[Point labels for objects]
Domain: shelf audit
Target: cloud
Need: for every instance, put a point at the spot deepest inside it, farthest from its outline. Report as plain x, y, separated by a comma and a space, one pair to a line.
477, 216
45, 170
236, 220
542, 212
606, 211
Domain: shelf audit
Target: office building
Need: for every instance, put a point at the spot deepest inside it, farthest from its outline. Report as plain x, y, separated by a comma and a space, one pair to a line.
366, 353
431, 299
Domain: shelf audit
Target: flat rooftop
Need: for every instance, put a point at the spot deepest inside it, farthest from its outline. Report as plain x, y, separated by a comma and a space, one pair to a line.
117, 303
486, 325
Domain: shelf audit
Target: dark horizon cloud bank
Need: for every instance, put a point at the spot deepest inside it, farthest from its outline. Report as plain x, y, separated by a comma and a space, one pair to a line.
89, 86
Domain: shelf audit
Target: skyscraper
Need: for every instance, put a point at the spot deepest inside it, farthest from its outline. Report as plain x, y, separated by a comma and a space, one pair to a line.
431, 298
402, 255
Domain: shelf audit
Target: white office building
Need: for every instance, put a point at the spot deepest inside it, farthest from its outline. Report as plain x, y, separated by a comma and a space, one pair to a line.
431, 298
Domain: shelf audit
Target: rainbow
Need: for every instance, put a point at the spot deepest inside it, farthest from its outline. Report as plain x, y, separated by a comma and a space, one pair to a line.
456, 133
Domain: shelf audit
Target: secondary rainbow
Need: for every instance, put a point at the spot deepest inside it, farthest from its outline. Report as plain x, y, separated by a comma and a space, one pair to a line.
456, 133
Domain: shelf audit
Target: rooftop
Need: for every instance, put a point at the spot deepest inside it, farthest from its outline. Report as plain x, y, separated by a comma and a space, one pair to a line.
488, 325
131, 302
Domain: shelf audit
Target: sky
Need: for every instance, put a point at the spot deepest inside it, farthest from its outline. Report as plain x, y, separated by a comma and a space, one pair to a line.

◆ Short task
Identify every line above that contains the string "Target", and copy each of those lines in full.

◆ Exercise response
Target: cloud
Target: office building
Target: flat rooftop
Target: dark horizon cloud bank
Target: skyscraper
Target: white office building
Target: rainbow
Target: secondary rainbow
Target: rooftop
Target: sky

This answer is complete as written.